(Pointing dataset records)
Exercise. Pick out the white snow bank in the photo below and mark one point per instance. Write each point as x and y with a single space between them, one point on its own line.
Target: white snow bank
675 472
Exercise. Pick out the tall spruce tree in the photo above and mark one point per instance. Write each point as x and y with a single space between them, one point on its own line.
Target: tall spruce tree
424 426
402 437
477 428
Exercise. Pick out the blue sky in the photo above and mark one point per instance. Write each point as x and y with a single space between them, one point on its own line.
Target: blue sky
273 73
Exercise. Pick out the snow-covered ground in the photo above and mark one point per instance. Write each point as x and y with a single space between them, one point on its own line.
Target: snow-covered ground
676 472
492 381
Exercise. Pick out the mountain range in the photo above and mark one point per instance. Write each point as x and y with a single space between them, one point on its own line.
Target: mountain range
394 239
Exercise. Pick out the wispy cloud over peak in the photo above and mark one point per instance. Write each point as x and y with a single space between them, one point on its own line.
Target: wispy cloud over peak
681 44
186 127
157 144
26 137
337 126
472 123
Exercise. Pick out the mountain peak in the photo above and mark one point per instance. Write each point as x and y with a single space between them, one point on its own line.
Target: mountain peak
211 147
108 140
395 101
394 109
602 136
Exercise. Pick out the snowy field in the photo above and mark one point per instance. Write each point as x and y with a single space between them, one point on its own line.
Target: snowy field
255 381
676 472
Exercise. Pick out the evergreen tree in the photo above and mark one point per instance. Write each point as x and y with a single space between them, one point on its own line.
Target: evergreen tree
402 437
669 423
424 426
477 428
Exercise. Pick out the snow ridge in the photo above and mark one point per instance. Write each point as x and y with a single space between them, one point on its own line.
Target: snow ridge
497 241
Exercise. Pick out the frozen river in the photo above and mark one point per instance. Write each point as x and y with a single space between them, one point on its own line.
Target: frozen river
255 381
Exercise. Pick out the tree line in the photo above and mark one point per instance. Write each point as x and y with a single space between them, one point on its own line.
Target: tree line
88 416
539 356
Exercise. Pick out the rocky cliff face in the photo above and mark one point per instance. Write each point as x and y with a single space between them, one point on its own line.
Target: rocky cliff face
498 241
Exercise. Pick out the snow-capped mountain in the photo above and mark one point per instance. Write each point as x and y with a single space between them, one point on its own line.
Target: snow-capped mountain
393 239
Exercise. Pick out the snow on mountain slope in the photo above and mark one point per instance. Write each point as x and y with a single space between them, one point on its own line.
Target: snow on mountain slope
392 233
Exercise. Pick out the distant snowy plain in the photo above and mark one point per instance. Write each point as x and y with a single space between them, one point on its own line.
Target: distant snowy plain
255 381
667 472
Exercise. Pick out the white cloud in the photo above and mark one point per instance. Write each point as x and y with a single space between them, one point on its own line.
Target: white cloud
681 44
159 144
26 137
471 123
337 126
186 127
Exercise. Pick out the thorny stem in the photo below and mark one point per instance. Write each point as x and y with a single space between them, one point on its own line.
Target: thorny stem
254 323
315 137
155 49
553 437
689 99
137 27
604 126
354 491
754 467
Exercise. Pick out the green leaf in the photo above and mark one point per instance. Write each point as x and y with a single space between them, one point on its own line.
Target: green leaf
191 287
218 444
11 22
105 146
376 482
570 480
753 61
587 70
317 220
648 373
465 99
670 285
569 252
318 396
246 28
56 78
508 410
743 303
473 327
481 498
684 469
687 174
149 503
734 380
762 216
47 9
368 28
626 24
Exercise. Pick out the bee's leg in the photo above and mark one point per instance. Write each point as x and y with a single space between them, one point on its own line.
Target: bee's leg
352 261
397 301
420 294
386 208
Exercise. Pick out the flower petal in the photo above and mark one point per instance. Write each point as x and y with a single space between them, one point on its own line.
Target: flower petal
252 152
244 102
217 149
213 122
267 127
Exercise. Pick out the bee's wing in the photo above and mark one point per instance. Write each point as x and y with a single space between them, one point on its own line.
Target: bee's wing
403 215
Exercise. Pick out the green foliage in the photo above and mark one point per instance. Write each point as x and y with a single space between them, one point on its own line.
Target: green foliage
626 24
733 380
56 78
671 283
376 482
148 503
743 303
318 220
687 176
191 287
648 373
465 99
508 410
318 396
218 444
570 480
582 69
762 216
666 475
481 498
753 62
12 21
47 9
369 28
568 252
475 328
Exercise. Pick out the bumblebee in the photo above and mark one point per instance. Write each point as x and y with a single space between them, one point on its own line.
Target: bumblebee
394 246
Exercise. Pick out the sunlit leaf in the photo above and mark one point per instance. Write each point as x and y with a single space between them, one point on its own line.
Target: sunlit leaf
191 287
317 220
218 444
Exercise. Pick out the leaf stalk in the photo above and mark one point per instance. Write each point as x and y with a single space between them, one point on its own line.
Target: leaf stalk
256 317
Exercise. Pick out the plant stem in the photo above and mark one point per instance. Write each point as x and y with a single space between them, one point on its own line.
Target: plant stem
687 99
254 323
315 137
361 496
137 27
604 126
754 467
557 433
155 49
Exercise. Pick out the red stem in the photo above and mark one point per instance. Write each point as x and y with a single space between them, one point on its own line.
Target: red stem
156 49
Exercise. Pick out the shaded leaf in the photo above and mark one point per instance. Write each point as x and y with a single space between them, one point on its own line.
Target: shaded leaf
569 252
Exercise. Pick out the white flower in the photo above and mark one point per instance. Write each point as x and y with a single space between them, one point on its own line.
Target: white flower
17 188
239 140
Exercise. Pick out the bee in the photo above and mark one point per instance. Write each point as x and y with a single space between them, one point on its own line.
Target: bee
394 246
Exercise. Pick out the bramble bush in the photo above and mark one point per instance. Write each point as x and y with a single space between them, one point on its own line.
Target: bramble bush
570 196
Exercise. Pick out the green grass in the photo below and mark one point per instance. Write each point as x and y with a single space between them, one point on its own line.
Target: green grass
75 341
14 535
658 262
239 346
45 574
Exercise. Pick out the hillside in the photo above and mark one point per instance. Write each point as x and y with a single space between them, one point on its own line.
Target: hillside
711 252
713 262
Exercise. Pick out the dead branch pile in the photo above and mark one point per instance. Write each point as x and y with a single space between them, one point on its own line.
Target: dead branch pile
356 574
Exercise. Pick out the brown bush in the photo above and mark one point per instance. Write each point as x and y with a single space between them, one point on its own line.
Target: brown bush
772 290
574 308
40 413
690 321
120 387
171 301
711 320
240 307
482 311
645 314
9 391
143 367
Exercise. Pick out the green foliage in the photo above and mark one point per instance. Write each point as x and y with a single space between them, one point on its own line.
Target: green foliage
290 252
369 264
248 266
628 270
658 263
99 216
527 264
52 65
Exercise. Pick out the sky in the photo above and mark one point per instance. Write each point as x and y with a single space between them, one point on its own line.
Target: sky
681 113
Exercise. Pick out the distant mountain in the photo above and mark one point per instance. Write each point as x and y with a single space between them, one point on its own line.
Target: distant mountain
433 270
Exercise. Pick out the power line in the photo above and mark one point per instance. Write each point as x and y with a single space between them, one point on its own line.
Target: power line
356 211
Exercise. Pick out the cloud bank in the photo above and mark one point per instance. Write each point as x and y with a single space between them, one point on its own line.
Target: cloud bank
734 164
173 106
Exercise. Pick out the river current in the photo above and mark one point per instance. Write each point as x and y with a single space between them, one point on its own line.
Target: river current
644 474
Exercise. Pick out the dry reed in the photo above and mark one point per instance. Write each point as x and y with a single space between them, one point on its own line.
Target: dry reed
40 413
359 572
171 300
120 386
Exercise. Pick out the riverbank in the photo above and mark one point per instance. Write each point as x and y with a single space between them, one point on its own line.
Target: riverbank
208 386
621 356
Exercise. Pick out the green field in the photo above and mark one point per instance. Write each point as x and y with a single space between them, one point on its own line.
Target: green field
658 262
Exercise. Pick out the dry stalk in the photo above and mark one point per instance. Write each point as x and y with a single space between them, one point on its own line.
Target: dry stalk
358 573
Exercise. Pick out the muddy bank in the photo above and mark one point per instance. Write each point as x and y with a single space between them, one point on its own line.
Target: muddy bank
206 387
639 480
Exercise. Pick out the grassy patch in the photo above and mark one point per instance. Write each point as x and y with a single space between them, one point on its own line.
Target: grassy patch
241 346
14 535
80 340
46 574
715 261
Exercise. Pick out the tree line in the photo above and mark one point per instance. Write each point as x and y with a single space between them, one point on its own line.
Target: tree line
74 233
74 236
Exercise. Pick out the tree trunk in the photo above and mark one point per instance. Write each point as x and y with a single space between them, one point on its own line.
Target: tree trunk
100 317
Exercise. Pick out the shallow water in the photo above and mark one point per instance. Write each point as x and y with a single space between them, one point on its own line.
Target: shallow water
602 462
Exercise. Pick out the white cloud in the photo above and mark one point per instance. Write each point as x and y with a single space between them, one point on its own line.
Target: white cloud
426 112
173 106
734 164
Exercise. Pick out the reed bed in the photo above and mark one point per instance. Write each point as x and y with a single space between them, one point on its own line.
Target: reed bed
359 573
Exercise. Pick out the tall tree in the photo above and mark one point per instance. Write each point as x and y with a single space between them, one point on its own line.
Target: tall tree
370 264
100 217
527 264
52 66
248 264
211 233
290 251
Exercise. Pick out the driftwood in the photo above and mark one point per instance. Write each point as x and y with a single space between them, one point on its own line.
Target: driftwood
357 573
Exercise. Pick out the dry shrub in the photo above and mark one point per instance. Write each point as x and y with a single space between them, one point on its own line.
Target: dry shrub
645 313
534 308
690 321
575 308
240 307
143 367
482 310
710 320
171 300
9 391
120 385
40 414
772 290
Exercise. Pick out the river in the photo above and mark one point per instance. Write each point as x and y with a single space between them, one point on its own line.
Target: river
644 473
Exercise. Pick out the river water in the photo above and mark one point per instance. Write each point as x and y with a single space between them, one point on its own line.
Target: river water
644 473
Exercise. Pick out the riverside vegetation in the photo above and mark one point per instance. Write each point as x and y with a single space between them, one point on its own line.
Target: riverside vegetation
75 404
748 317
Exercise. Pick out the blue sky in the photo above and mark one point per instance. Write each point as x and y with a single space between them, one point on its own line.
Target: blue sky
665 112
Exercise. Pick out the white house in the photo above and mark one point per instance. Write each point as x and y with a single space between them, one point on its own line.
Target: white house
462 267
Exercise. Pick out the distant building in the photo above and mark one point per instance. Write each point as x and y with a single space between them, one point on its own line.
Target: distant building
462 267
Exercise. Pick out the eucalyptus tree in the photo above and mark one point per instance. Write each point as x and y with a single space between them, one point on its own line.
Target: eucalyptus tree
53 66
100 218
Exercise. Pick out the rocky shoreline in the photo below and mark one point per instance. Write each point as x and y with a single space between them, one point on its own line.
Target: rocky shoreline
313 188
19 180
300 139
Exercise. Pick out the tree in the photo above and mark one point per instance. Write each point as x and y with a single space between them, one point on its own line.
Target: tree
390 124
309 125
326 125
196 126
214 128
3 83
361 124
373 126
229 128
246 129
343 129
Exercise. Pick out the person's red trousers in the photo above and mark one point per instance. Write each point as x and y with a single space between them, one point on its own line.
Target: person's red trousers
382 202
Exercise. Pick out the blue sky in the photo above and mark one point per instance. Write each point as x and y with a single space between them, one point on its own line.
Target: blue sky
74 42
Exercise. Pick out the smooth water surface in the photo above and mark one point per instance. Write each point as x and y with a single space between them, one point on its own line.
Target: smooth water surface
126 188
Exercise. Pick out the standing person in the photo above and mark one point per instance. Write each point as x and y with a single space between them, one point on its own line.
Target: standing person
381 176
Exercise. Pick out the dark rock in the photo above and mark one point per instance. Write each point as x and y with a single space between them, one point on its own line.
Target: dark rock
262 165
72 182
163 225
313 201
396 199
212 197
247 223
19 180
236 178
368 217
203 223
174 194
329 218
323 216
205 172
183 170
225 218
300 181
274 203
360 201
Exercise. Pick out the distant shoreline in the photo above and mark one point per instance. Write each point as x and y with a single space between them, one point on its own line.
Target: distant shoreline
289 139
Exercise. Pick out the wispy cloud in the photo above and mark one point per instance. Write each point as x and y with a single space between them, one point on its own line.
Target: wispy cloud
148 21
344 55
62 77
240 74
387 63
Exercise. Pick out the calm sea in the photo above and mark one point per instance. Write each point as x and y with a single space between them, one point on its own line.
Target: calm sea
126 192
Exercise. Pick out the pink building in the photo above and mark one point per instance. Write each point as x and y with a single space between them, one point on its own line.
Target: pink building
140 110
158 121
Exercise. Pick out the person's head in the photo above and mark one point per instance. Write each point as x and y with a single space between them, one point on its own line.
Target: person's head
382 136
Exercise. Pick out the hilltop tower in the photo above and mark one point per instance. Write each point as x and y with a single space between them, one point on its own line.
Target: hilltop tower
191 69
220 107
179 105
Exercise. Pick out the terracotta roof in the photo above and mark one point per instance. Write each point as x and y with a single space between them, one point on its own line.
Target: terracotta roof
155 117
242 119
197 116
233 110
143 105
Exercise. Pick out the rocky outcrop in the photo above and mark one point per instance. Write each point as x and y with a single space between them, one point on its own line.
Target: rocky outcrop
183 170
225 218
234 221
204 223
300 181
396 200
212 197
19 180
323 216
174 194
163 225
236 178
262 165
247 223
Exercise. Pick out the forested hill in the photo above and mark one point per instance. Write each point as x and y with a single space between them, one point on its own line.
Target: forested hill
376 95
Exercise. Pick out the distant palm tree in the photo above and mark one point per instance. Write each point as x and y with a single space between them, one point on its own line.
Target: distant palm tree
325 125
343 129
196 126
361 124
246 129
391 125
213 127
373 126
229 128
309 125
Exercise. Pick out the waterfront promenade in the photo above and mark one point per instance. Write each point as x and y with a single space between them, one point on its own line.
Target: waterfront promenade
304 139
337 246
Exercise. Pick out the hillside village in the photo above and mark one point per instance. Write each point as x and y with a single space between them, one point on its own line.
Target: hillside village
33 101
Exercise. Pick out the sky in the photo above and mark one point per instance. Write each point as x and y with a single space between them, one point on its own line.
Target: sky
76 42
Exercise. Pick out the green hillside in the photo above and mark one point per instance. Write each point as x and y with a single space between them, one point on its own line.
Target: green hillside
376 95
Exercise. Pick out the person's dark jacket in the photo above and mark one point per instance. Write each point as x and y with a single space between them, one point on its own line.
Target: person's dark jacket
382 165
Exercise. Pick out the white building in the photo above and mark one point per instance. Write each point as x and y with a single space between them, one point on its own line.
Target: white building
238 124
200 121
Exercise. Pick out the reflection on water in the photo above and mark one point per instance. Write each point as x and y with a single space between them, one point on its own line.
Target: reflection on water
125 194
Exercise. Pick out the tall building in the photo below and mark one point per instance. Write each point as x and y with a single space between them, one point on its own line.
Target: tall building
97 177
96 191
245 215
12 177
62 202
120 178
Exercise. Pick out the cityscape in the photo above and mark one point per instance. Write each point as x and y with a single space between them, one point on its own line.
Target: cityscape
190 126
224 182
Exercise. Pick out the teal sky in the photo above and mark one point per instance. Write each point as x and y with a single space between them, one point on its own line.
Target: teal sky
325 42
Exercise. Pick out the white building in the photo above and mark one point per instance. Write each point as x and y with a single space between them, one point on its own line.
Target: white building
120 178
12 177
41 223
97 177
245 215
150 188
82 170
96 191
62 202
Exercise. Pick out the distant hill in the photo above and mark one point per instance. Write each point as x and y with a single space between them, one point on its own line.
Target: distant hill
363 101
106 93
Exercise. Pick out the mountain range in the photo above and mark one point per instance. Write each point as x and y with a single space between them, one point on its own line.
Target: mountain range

> _WRITTEN EXERCISE_
Quote the line that contains "Exercise. Pick out the green hillside" and each line after it through the end of the data, exactly, leaving out everything else.

> _PROBLEM SOLUTION_
Exercise. Pick out the green hillside in the photo above and mark one point per instance. Write each point as x and y with a single space between them, one point on its own line.
Target: green hillside
376 95
Exercise. Pick out the person's dark jacket in the photo above and mark one point per instance. Write each point as x and y with a single space between them, one point on its own line.
Target: person's dark jacket
382 165
Exercise. Pick out the white building in the photo above and mark one point per instance. Write each point as x and y with a single space between them, one point on its own line.
Target: white building
238 124
200 121
Exercise. Pick out the reflection on water in the photo above and mark one point per instance. Write each point as x and y with a single space between them, one point on its own line.
Target: reflection on water
125 194
Exercise. Pick out the tall building in the photo below and mark one point per instance. Write each point as x and y with a single space between them, one point on its own line.
Target: tall building
97 177
96 191
245 215
12 177
62 202
120 178
Exercise. Pick out the cityscape in the photo above and mark one point per instance. Write each point as x and y with a single space between them, one point on its own line.
Target: cityscape
190 126
224 182
Exercise. Pick out the teal sky in the photo above and mark one point per instance. Write each point as x and y with a single space between them, one point on its own line.
Target: teal sky
325 42
Exercise. Pick out the white building in the photo above and mark one point per instance. Write each point as x and y with a single space between them, one point on its own line.
Target: white building
120 178
12 177
41 223
97 177
245 215
150 188
82 170
96 191
62 202
Exercise. Pick out the distant hill in the photo above and mark one point per instance. Write each point as x and y with a single space between them, one point on its own line.
Target: distant hill
363 101
106 93
Exercise. Pick out the mountain range in the photo above and mark one point per instance. Write each point as x and y with a single space between them, one point on its own line.
Target: mountain range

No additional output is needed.